_Extract provided_.
- - - - - - -
Write 3-email cold outbound sequences for B2B SaaS. Peer-to-peer tone. No fluff, no buzzwords. Each email earns the next.

The 3-Email Shape

# Name Angle Max words Timing
1 Hook Why-now signal → tiny ask 80 Day 1
2 Proof Different angle + social proof 90 Day 4
3 Breakup One clean door-close 30 Day 9

Stop at 3. More than 3 cold touches = noise.


Email 1 — Why-Now Hook

Purpose: Connect a specific, real, observable signal to a problem they care about. Ask for something small.

Structure (4 sentences max):

  1. Signal — the specific thing that made you reach out today
  2. Implication — why it matters for them right now
  3. Credibility bridge — who else like them solved it
  4. Tiny ask — 15 minutes, a teardown, a look

Signal Rules

The signal must be specific and verifiable:

  • Funding round, job posting, product launch, recent hire, a talk they gave, a tool change in their stack, a company announcement
  • "Saw you're growing fast" is not a signal
  • "Noticed you're hiring" with no specific take is not a signal
  • If you cannot name the trigger, do not write Email 1 — add the prospect to nurture

Good signals:

  • "Saw you posted for a RevOps lead last week — usually means someone's rebuilding attribution"
  • "Congrats on the Series B. The scaling chaos usually hits around month 3"
  • "Caught your talk at [event] on pipeline velocity — you mentioned CRM lag eating forecast accuracy"

Bad signals (never use):

  • "I was doing some research on your company..."
  • "I came across your LinkedIn profile..."
  • "I've been following your growth..."

Opener Rules

Start the email with the signal. No warmup. No intro. No throat-clearing.

Never open with:

  • "Quick question if you have 30 seconds"
  • "I hope this finds you well"
  • "I'm reaching out because"
  • "My name is X and I work at Y"
  • "Hope you're having a great week"
  • "Just wanted to..."

The first word of the email should be related to the signal or the prospect. Not "I".

Ask Rules

  • 15 minutes max. Not "30 minutes". Not "a quick intro call"
  • No calendar link in Email 1 — earn it first
  • Frame as optional: "worth a quick look?" not "let's get something booked"
  • Never use "demo" — use "teardown", "walkthrough", or "quick look"
- - - - - - -
_Directive A_. Pick out and copy every line of the listing that contains the string "black".
The cold email guide and the listing that comes after it are separate material.

_Data listing_.
- - - - - - -
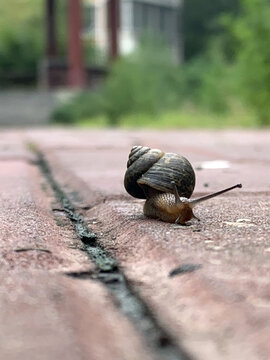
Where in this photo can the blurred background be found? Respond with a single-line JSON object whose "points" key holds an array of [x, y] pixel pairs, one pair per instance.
{"points": [[135, 63]]}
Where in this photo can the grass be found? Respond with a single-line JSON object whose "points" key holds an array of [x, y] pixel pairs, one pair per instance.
{"points": [[186, 117]]}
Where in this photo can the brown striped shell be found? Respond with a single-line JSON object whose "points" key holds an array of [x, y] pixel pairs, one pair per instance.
{"points": [[152, 168]]}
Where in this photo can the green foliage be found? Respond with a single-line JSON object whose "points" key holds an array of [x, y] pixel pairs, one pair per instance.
{"points": [[200, 23], [147, 81], [21, 39], [251, 31], [84, 105]]}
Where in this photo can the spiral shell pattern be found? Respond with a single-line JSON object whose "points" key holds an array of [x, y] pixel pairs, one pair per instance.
{"points": [[155, 169]]}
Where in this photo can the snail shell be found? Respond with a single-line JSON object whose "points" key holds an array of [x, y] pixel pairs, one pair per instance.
{"points": [[153, 169]]}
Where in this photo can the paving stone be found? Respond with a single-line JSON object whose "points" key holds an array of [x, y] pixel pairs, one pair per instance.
{"points": [[221, 309], [50, 317], [32, 235]]}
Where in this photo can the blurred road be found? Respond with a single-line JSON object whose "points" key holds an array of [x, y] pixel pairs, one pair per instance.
{"points": [[84, 275]]}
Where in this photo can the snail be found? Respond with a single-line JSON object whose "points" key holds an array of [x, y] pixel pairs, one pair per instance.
{"points": [[166, 181]]}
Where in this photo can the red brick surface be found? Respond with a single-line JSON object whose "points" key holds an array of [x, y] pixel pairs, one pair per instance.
{"points": [[54, 317], [219, 311]]}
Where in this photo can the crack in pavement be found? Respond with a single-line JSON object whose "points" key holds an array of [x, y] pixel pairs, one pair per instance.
{"points": [[110, 275]]}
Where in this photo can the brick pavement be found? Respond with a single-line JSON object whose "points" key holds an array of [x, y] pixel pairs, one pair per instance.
{"points": [[221, 310]]}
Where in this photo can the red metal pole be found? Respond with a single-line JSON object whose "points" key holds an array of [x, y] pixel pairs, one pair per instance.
{"points": [[113, 27], [75, 52], [51, 48]]}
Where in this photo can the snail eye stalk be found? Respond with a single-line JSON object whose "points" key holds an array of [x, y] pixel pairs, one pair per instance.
{"points": [[176, 194]]}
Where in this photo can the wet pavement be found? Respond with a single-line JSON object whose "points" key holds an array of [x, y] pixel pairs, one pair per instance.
{"points": [[86, 276]]}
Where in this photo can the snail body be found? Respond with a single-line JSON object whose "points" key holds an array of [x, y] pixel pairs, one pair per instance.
{"points": [[166, 181]]}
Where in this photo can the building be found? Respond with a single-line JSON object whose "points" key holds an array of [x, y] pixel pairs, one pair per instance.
{"points": [[135, 18]]}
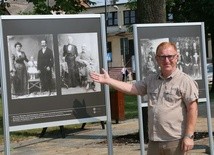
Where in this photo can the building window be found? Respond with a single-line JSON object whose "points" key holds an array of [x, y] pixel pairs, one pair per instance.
{"points": [[112, 19], [129, 17]]}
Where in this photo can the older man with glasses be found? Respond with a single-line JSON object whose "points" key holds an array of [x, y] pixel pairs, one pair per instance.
{"points": [[172, 103]]}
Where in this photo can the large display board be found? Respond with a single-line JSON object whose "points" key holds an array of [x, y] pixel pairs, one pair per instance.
{"points": [[52, 88], [190, 41], [188, 38]]}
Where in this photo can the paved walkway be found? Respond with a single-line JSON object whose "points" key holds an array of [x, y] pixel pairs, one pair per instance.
{"points": [[90, 141]]}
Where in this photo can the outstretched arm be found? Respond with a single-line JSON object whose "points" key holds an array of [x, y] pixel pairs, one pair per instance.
{"points": [[118, 85]]}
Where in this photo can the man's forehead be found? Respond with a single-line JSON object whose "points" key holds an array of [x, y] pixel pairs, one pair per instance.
{"points": [[167, 50]]}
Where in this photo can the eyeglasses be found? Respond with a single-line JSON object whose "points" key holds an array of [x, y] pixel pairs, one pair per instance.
{"points": [[169, 57]]}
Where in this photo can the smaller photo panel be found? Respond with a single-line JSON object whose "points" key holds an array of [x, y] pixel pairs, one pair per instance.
{"points": [[31, 66]]}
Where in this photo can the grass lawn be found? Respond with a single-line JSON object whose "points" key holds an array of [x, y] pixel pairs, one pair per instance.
{"points": [[131, 111]]}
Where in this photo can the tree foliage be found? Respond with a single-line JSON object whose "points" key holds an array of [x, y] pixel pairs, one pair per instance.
{"points": [[67, 6], [195, 11], [148, 11]]}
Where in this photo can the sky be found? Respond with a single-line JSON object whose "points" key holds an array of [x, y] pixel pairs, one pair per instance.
{"points": [[102, 2]]}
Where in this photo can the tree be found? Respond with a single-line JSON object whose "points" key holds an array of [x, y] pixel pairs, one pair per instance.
{"points": [[195, 11], [149, 11], [3, 9], [68, 6]]}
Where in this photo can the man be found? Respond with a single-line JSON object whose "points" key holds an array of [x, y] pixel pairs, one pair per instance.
{"points": [[45, 65], [172, 103], [85, 65], [70, 53]]}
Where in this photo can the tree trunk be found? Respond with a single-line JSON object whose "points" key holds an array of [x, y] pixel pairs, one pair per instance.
{"points": [[212, 39], [151, 11]]}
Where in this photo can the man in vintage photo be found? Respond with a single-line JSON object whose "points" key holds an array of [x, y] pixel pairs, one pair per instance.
{"points": [[70, 53], [45, 65]]}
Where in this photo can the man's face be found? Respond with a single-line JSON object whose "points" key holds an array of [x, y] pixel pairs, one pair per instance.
{"points": [[167, 60], [43, 43]]}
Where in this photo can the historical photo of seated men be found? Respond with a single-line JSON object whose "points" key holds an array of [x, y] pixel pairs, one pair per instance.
{"points": [[31, 64], [78, 54]]}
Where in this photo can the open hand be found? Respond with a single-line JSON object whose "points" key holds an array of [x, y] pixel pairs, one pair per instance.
{"points": [[100, 78]]}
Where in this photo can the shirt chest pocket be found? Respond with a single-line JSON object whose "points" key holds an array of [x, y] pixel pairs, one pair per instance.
{"points": [[172, 96], [153, 95]]}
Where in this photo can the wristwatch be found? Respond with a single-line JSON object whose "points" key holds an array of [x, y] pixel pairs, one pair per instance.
{"points": [[189, 136]]}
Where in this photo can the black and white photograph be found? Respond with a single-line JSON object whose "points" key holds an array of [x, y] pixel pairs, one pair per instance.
{"points": [[189, 55], [78, 56], [32, 70]]}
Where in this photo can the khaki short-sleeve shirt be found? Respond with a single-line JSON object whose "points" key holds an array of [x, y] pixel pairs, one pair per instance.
{"points": [[167, 100]]}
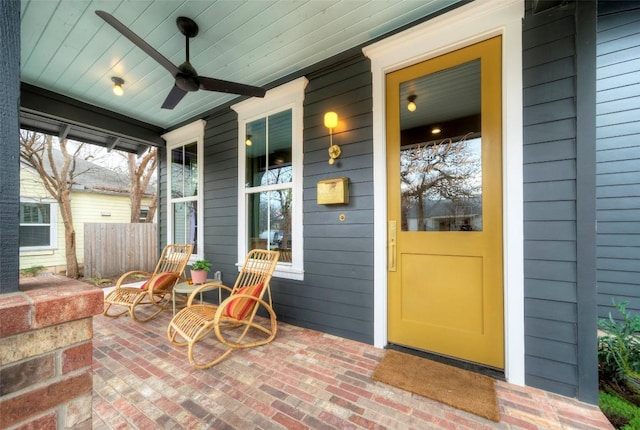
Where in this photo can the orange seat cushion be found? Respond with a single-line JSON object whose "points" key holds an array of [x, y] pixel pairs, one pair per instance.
{"points": [[162, 281], [240, 307]]}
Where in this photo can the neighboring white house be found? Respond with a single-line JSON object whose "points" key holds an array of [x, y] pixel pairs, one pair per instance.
{"points": [[99, 195]]}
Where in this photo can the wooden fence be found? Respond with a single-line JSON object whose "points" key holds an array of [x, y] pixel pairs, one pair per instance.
{"points": [[112, 249]]}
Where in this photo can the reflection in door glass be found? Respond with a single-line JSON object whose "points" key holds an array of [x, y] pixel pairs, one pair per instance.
{"points": [[441, 151]]}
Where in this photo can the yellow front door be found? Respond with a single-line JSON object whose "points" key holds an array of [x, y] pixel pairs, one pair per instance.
{"points": [[445, 287]]}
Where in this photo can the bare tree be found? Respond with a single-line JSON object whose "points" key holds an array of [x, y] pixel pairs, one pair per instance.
{"points": [[37, 151], [141, 171], [439, 171]]}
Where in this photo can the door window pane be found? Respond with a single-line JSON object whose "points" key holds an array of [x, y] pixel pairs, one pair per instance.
{"points": [[441, 151]]}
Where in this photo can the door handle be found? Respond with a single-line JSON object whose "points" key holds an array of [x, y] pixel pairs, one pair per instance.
{"points": [[391, 246]]}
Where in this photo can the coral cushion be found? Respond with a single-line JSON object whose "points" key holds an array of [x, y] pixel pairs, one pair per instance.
{"points": [[239, 308], [162, 281]]}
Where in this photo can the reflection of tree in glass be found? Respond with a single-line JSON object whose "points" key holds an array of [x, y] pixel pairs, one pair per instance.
{"points": [[277, 207], [440, 171], [184, 172]]}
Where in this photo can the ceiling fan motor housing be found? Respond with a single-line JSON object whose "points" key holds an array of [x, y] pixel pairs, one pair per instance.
{"points": [[187, 79]]}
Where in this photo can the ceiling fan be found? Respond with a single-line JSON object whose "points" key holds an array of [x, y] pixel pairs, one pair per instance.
{"points": [[185, 75]]}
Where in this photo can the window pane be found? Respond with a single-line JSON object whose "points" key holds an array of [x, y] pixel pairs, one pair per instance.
{"points": [[441, 185], [185, 223], [270, 222], [279, 166], [441, 152], [35, 236], [256, 148], [184, 171], [35, 213], [268, 150]]}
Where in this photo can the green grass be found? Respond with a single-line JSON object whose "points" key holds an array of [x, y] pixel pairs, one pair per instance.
{"points": [[621, 413]]}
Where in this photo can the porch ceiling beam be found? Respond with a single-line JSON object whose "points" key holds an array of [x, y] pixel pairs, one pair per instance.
{"points": [[69, 110], [113, 141]]}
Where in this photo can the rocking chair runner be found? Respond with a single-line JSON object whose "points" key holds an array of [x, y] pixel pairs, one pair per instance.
{"points": [[233, 319], [156, 292]]}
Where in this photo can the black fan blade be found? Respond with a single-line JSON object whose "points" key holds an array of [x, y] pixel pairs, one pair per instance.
{"points": [[173, 98], [148, 49], [212, 84]]}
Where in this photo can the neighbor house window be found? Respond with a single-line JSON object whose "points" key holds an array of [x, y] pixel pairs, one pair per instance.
{"points": [[38, 225], [184, 185], [270, 176]]}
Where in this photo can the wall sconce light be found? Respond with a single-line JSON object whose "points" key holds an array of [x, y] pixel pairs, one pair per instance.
{"points": [[117, 85], [411, 106], [331, 122]]}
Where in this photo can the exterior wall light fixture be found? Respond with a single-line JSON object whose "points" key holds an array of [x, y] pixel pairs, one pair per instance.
{"points": [[117, 85], [411, 106], [331, 122]]}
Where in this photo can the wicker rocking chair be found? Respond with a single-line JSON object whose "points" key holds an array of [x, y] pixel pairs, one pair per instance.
{"points": [[156, 292], [233, 319]]}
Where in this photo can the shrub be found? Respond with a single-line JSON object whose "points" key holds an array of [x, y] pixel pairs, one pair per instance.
{"points": [[619, 348], [32, 271]]}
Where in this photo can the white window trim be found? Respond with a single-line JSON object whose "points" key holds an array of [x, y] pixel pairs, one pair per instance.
{"points": [[474, 22], [53, 225], [182, 136], [287, 96]]}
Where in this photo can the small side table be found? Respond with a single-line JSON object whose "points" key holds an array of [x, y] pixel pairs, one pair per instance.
{"points": [[187, 288]]}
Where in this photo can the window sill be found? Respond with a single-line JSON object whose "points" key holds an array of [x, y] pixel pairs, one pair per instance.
{"points": [[285, 272]]}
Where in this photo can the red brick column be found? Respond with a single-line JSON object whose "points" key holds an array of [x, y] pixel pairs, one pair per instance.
{"points": [[46, 353]]}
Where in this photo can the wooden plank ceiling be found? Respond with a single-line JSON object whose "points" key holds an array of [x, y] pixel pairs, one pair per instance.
{"points": [[67, 49]]}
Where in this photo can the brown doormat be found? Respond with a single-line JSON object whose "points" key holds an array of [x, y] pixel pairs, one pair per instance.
{"points": [[455, 387]]}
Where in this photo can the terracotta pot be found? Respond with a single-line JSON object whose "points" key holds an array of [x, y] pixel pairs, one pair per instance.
{"points": [[199, 276]]}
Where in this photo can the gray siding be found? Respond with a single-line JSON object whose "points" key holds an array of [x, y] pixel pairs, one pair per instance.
{"points": [[9, 146], [618, 156], [557, 294], [336, 295]]}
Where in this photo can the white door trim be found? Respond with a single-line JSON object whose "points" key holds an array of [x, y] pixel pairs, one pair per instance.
{"points": [[468, 24]]}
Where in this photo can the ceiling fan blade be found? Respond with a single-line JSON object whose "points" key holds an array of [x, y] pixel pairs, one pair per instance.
{"points": [[137, 40], [173, 98], [212, 84]]}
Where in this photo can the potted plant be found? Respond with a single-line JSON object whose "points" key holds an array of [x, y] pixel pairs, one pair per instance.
{"points": [[199, 271]]}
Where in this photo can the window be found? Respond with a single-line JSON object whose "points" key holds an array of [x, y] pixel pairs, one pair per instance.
{"points": [[270, 176], [184, 185], [38, 225]]}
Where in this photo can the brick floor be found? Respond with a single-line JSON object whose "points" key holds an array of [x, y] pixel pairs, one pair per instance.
{"points": [[302, 380]]}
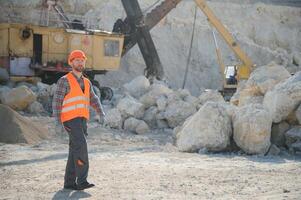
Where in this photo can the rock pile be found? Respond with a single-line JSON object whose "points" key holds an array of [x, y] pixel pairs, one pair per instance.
{"points": [[263, 116], [18, 129]]}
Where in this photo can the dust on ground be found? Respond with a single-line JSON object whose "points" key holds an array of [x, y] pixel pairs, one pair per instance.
{"points": [[128, 166]]}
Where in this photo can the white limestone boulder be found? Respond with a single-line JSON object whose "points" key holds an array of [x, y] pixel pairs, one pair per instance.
{"points": [[138, 86], [252, 129], [150, 116], [284, 98], [235, 98], [130, 107], [114, 118], [278, 131], [19, 98], [177, 112], [136, 126], [4, 90], [155, 91], [35, 108], [292, 136], [161, 102], [264, 78], [249, 96], [210, 95], [209, 128], [4, 76]]}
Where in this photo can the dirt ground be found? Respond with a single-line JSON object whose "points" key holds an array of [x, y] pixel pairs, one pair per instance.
{"points": [[128, 166]]}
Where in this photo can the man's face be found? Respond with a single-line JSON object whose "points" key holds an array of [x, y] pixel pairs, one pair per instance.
{"points": [[78, 64]]}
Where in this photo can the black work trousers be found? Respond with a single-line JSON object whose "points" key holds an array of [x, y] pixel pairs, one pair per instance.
{"points": [[78, 163]]}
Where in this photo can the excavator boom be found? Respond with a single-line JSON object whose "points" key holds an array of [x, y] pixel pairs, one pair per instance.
{"points": [[244, 69], [136, 27]]}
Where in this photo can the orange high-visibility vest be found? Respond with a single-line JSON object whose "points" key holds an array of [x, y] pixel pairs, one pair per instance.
{"points": [[76, 103]]}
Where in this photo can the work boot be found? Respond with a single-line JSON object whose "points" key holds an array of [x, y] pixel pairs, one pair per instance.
{"points": [[70, 187], [84, 185]]}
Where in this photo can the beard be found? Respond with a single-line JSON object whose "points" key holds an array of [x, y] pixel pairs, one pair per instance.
{"points": [[79, 68]]}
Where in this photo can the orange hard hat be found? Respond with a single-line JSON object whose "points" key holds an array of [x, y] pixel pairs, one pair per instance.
{"points": [[76, 54]]}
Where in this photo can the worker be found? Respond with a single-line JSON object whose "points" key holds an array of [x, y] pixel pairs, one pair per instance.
{"points": [[71, 101]]}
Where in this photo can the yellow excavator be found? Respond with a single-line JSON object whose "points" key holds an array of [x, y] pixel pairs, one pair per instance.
{"points": [[35, 50]]}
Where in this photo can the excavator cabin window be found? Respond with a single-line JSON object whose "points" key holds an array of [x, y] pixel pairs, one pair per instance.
{"points": [[231, 75]]}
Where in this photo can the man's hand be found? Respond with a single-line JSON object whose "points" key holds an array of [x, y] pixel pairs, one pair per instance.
{"points": [[101, 119], [59, 129]]}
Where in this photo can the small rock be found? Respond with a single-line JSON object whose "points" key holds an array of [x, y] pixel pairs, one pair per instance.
{"points": [[252, 129], [210, 95], [35, 108], [293, 135], [19, 98], [135, 125], [4, 76], [130, 107], [113, 118], [155, 91], [137, 86], [274, 150]]}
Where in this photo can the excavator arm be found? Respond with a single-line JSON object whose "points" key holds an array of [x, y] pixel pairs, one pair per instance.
{"points": [[136, 27], [247, 65]]}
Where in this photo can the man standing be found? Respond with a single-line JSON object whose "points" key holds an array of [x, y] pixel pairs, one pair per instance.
{"points": [[71, 101]]}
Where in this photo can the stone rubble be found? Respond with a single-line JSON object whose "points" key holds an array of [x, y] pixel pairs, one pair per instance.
{"points": [[262, 117]]}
- - - - - - -
_Directive B_.
Answer these questions from the cold email guide above:
(i) What is the maximum word count for the Breakup email?
(ii) At most how many sentences may Email 1 have?
(iii) Which word do the Ask Rules say never to use?

_Exercise answer A_.
Where in this photo can the black and white photograph be found? Respond with a single-line JSON object whose "points" key holds an array of [x, y] pixel pairs, one pair per instance.
Where in this photo can the black fan blade be found? Respond with a single-line JSON object whose "points" key holds an array of [x, y] pixel pairs, one pair per instance.
Where in this photo can the black work trousers be found? Respond with a single-line JSON object whose "points" key holds an array of [x, y] pixel pairs, one pair per instance.

_Exercise answer B_.
(i) 30 words
(ii) 4 sentences
(iii) "demo"